Central Adjustment Bureau, Inc. v. Ingram Associates, Inc.

GUDGEL, Judge.

This is an appeal and cross-appeal from a judgment entered by the Jefferson Circuit Court. The principal issue is whether covenants not to compete, signed by three employees of appellant subsequent to the date of their employment, are valid and enforceable. The court below adjudged that the covenants are unenforceable because they are not supported by consideration.

*683Appellant, Central Adjustment Bureau, Inc. (CAB) is a national company which provides various collection services to clients. The company has offices in twenty-five cities. Although its business is highly competitive, CAB has been able to acquire approximately 30% of the collection market, and has pioneered the use of computer accounting in the industry. In the conduct of its business, CAB makes use of promotional material and acquires extensive information about its clients. Much of its success depends upon satisfactory personal contact between its sales and collection employees and its clients, and those employees have free access CAB’s business records and confidential files.

*Material shown:*
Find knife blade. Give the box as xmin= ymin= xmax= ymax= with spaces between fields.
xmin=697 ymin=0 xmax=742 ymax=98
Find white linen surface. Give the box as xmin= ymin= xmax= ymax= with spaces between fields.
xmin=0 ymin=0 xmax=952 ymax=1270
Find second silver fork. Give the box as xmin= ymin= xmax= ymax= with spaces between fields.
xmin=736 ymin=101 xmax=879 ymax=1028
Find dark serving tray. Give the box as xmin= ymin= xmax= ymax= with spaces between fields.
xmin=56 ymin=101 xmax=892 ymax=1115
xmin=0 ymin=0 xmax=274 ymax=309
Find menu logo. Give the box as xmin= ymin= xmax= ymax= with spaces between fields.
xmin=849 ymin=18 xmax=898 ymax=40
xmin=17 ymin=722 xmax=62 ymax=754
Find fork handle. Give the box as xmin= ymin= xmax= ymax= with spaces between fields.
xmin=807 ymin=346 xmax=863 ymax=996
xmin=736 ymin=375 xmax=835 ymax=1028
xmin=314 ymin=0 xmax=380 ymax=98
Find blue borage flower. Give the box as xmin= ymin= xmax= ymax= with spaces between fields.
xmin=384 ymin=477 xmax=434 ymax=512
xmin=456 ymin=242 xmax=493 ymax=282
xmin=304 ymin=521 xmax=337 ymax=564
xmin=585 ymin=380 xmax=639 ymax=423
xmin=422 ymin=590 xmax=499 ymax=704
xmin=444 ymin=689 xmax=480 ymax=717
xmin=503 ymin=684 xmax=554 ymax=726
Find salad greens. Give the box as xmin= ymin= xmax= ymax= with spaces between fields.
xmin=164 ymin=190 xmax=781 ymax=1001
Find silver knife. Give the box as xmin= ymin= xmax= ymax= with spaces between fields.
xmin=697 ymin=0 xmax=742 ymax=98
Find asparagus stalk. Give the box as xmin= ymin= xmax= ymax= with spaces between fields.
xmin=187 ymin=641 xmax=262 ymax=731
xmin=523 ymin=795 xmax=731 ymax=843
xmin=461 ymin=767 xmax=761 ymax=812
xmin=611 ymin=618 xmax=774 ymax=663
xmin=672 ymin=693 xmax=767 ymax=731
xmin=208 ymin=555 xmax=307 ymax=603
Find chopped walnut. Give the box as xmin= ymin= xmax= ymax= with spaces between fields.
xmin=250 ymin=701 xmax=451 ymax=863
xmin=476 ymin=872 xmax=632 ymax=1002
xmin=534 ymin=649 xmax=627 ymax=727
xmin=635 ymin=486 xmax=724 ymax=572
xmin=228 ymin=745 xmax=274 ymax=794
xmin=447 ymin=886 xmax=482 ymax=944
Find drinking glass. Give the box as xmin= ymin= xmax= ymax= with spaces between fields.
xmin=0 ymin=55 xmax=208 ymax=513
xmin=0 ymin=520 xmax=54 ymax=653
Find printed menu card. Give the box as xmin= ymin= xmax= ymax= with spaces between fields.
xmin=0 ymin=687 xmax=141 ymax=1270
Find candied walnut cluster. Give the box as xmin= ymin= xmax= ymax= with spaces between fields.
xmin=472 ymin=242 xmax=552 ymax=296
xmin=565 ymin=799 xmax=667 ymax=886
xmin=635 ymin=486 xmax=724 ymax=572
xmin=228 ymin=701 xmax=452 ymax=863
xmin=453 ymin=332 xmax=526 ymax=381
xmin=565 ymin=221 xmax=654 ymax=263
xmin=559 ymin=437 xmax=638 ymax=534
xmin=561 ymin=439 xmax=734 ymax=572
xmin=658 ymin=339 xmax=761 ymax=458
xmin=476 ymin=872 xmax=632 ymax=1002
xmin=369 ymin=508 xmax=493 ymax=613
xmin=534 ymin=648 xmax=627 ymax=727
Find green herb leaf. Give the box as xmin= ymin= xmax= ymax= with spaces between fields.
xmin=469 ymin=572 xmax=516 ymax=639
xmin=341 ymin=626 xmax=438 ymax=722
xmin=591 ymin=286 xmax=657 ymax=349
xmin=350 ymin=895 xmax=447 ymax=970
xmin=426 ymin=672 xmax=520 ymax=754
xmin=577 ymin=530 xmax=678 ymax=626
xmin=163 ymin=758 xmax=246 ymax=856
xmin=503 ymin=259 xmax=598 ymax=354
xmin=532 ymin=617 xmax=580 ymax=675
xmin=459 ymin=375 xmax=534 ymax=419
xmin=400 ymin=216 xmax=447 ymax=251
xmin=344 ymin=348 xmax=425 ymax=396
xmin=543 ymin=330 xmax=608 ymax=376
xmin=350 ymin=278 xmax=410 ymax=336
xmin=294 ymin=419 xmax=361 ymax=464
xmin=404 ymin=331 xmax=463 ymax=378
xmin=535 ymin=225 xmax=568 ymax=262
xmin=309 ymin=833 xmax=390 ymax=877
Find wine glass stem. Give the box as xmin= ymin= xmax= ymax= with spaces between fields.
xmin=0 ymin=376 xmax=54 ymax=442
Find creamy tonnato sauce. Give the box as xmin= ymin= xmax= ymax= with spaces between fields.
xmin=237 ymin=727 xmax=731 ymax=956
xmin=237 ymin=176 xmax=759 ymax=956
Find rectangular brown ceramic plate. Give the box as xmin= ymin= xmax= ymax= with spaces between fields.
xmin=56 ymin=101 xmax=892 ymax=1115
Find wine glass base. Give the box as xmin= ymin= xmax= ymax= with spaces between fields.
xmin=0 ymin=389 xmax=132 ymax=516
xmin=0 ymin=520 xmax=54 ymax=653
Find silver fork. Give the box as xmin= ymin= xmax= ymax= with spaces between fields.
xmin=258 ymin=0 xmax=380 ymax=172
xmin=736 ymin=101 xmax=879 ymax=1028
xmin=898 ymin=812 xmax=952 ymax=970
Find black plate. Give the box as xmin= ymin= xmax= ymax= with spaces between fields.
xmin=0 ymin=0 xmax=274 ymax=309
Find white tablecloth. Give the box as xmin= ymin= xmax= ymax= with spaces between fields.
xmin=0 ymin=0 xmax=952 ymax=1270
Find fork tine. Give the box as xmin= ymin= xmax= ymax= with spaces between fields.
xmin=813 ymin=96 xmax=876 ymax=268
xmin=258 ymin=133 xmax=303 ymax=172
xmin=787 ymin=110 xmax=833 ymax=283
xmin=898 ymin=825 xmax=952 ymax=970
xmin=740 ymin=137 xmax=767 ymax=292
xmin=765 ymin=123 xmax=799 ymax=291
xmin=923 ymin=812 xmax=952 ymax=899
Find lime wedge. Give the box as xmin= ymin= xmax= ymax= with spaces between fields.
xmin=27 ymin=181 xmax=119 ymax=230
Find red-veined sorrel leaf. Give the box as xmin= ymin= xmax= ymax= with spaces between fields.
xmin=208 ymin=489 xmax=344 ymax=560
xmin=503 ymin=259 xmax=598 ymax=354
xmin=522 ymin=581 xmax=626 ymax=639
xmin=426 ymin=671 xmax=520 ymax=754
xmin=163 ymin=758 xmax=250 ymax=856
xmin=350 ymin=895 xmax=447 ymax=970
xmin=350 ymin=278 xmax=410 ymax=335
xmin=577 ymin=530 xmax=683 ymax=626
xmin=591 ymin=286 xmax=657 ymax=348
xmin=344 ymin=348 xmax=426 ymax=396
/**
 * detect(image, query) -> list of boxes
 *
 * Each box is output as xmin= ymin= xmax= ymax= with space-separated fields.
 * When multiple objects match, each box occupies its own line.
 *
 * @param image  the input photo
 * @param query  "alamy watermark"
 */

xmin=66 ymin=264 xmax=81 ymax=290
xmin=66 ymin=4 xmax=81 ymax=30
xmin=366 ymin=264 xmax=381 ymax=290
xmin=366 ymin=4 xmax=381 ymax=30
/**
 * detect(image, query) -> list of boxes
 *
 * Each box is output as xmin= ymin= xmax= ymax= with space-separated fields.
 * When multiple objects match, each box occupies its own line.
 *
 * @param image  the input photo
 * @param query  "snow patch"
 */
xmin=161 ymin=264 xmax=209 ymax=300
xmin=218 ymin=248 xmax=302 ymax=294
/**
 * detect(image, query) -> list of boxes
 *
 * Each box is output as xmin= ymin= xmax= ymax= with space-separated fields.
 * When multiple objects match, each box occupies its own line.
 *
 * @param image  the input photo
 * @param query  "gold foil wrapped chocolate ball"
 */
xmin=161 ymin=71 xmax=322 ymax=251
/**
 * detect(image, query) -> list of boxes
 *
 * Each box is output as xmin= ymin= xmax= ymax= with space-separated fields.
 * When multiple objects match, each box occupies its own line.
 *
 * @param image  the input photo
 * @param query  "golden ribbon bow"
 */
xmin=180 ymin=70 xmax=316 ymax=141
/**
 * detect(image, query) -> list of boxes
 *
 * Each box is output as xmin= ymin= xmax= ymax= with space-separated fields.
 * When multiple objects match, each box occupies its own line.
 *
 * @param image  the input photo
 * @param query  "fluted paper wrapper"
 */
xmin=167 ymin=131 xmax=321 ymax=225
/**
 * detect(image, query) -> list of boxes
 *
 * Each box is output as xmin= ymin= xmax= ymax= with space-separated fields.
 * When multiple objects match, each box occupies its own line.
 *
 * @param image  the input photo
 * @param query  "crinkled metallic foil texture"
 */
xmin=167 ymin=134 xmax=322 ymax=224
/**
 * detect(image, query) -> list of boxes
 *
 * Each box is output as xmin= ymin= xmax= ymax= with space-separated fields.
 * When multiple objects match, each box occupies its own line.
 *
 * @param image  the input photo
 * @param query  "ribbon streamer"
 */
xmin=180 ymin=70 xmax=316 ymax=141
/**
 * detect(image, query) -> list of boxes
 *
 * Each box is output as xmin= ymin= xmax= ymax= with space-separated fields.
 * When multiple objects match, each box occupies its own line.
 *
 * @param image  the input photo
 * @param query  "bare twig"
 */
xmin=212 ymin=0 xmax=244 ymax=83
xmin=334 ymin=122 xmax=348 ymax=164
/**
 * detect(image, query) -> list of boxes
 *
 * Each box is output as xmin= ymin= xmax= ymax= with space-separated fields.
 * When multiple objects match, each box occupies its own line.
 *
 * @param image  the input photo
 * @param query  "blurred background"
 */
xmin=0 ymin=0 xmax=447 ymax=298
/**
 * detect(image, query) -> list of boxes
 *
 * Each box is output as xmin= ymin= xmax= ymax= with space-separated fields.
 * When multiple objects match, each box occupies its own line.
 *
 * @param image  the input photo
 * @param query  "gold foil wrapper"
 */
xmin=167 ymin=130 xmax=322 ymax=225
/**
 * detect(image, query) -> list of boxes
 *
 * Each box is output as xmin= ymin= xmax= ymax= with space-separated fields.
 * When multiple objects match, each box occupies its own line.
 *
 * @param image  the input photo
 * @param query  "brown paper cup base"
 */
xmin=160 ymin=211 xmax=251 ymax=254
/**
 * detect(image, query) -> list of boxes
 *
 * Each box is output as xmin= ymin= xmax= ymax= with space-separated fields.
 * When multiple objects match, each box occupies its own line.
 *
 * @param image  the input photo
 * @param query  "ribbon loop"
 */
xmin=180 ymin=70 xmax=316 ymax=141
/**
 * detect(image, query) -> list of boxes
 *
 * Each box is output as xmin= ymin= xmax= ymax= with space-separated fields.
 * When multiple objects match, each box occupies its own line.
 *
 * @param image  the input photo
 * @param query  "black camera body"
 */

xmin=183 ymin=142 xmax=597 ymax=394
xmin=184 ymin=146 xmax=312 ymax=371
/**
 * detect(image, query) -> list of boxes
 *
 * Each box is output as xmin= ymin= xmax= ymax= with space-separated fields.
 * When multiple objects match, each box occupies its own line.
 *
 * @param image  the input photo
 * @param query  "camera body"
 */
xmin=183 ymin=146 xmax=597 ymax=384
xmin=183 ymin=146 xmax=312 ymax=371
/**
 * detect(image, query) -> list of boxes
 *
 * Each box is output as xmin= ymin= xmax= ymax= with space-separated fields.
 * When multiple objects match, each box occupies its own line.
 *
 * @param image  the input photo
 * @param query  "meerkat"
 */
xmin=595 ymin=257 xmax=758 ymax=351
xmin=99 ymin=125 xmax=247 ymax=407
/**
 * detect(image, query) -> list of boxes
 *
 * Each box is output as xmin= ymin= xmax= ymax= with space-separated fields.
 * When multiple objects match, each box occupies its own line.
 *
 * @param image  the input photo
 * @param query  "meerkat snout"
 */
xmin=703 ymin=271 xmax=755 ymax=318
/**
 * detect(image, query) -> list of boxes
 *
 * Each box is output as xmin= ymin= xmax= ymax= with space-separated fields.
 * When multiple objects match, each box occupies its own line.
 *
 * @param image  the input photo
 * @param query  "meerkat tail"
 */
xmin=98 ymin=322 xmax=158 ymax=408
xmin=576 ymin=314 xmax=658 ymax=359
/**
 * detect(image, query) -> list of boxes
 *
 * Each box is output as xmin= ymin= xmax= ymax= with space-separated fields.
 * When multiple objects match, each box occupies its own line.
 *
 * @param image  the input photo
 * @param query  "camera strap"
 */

*What to work on:*
A. Please transcribe the court opinion word for word, starting at "This is an appeal" and ending at "supported by consideration.".
B. Write the next part of the Central Adjustment Bureau court opinion, picking up after its last sentence.
The data plays no part here.

*Responses per task:*
A.
This is an appeal and cross-appeal from a judgment entered by the Jefferson Circuit Court. The principal issue is whether covenants not to compete, signed by three employees of appellant subsequent to the date of their employment, are valid and enforceable. The court below adjudged that the covenants are unenforceable because they are not supported by consideration.

B.
Apparently concerned about the adverse impact which direct competition from former employees might have, CAB elected about eight or nine years after it commenced operations, to require its sales and collection employees to execute covenants not to compete. Under the terms of the covenant, the employee agrees that during the term of his employment with CAB, and for a period of two years thereafter, he will not compete with the company within the United States, either directly or indirectly (1) by being employed by, or owning a proprietary interest in, a business entity in competition with CAB, (2) by divulging or making use of information about CAB’s business which he has acquired, or (3) by contacting clients who had been customers of the company while he was employed by CAB.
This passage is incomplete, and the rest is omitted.